**WHAT IS ASKED:**
Pull out every line in the records that contains the word "suit", and list each one.
──────── EXERCISE MATERIALS
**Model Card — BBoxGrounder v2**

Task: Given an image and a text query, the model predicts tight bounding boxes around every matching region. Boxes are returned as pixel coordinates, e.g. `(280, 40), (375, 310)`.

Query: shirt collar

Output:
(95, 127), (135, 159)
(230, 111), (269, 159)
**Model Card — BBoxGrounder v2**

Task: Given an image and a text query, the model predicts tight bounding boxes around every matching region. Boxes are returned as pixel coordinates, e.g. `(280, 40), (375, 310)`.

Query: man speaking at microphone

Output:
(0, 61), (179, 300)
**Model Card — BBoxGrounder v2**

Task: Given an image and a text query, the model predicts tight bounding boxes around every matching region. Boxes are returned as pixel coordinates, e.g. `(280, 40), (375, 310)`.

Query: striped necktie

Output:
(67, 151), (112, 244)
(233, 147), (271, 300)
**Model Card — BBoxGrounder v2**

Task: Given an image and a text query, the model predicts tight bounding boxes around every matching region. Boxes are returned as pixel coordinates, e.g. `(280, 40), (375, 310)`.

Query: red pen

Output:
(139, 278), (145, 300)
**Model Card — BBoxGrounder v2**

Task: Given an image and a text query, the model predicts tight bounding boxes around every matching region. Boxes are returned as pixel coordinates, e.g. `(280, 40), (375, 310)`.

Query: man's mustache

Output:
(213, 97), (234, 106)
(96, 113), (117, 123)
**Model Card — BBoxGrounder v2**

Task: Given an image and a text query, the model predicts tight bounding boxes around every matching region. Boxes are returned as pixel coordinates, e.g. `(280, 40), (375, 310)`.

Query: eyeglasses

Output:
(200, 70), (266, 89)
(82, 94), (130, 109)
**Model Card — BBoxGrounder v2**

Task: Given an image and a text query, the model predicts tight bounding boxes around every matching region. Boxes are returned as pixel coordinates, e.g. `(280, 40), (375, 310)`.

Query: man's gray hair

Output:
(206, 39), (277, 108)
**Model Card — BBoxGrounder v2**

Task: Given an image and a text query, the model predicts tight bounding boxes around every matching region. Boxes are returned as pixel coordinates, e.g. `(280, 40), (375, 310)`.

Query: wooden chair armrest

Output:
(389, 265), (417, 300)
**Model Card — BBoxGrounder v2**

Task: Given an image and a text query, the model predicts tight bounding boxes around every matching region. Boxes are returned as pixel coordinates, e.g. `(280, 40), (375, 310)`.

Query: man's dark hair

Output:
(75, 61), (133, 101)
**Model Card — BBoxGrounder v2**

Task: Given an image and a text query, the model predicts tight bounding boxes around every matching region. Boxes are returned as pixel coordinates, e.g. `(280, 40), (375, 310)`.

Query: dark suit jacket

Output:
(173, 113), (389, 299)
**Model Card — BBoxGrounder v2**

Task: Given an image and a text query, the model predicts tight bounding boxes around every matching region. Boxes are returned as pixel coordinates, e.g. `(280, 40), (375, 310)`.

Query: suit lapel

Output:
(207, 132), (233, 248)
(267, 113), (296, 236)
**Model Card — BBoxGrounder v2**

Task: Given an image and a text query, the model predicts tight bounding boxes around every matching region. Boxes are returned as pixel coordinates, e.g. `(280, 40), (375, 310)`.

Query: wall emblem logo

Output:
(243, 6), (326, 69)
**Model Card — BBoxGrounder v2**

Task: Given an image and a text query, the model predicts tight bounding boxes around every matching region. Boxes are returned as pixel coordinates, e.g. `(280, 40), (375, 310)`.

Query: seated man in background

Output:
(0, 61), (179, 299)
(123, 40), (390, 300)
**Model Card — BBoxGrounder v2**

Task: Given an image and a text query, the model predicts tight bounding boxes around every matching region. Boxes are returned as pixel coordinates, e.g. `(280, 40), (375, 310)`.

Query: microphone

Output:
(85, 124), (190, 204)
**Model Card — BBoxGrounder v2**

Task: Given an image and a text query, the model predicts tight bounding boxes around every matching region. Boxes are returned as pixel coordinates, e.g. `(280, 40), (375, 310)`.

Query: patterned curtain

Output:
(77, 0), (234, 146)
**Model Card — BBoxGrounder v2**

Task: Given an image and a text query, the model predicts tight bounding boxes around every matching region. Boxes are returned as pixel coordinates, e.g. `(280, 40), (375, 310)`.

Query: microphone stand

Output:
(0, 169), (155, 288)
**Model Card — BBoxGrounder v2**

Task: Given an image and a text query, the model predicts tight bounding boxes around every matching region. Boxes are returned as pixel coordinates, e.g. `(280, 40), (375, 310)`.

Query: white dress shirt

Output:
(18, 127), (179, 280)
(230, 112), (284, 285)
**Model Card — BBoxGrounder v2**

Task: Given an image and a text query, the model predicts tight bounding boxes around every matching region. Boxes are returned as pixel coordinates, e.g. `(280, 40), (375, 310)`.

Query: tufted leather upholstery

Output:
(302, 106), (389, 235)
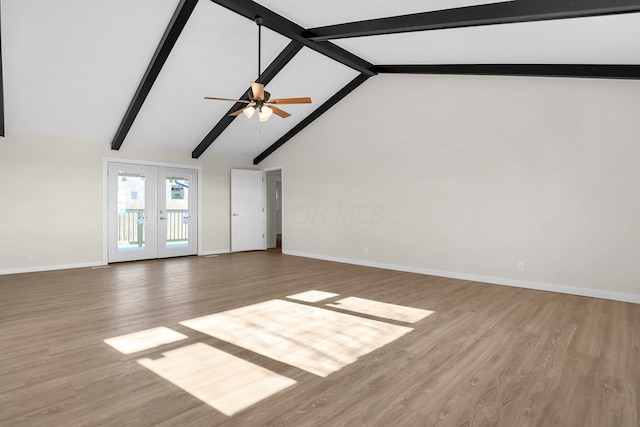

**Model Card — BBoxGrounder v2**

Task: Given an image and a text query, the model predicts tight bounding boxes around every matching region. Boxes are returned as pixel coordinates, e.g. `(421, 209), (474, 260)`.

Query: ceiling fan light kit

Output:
(205, 17), (311, 122)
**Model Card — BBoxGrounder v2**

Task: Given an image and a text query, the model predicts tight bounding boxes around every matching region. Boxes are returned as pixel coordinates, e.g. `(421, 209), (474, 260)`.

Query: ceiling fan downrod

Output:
(255, 16), (264, 83)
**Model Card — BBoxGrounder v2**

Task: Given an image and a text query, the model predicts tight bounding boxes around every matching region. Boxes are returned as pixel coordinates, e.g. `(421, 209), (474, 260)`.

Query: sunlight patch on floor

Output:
(138, 343), (296, 416)
(104, 326), (189, 354)
(327, 297), (433, 323)
(287, 291), (339, 302)
(180, 300), (413, 377)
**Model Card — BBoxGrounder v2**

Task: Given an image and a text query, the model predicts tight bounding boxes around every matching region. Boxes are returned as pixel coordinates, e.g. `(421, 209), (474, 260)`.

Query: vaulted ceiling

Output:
(0, 0), (640, 163)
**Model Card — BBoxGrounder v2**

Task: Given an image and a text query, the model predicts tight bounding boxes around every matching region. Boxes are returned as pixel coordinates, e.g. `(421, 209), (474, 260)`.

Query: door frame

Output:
(102, 157), (203, 265)
(261, 166), (284, 253)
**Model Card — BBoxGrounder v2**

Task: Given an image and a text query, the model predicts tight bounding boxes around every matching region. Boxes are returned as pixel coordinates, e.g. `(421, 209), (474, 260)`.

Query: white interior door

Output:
(107, 162), (198, 262)
(231, 169), (267, 252)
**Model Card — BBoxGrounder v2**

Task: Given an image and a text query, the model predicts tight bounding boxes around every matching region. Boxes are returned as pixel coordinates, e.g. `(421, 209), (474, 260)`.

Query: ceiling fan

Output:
(204, 17), (311, 122)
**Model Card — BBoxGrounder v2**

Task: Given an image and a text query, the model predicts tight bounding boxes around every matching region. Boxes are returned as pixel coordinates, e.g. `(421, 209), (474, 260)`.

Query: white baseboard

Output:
(282, 250), (640, 304)
(0, 261), (105, 275)
(198, 249), (231, 256)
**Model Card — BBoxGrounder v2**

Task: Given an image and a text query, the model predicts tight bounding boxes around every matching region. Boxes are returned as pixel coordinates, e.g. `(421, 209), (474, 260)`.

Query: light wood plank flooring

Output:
(0, 252), (640, 427)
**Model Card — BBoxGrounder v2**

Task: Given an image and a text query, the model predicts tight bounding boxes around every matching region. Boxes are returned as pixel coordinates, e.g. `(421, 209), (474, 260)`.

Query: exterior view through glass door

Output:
(107, 162), (198, 262)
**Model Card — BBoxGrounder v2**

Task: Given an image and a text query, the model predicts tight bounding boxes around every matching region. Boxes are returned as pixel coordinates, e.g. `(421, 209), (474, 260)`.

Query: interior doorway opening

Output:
(265, 169), (282, 253)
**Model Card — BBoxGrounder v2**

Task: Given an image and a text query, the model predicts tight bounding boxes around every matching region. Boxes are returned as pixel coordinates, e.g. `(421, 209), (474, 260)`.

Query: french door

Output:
(107, 162), (198, 262)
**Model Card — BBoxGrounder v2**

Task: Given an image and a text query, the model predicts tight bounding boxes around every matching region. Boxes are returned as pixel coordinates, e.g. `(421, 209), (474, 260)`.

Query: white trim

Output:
(102, 157), (202, 171)
(282, 250), (640, 304)
(198, 249), (231, 256)
(101, 156), (203, 265)
(0, 261), (104, 276)
(262, 166), (283, 172)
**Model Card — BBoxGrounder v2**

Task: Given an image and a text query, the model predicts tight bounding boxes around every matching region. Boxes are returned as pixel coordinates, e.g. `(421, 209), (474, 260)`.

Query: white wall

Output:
(0, 129), (253, 274)
(260, 75), (640, 302)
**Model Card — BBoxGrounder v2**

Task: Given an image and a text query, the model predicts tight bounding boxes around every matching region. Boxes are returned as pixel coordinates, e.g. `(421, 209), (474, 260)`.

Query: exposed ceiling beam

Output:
(253, 74), (371, 165)
(191, 41), (302, 159)
(302, 0), (640, 42)
(211, 0), (375, 76)
(373, 64), (640, 79)
(0, 7), (4, 136)
(111, 0), (198, 150)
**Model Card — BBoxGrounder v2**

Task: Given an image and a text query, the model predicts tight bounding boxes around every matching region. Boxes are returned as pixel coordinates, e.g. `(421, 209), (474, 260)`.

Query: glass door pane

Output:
(158, 167), (198, 258)
(118, 171), (147, 252)
(164, 176), (189, 248)
(107, 163), (158, 262)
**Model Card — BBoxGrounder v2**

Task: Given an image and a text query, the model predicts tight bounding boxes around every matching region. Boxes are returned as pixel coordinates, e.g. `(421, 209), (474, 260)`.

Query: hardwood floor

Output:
(0, 252), (640, 427)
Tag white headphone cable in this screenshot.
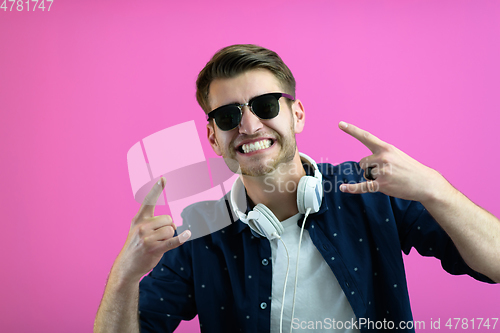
────────────────
**COMPLETE RESPONSE:**
Query: dark suit jacket
Query: suit lapel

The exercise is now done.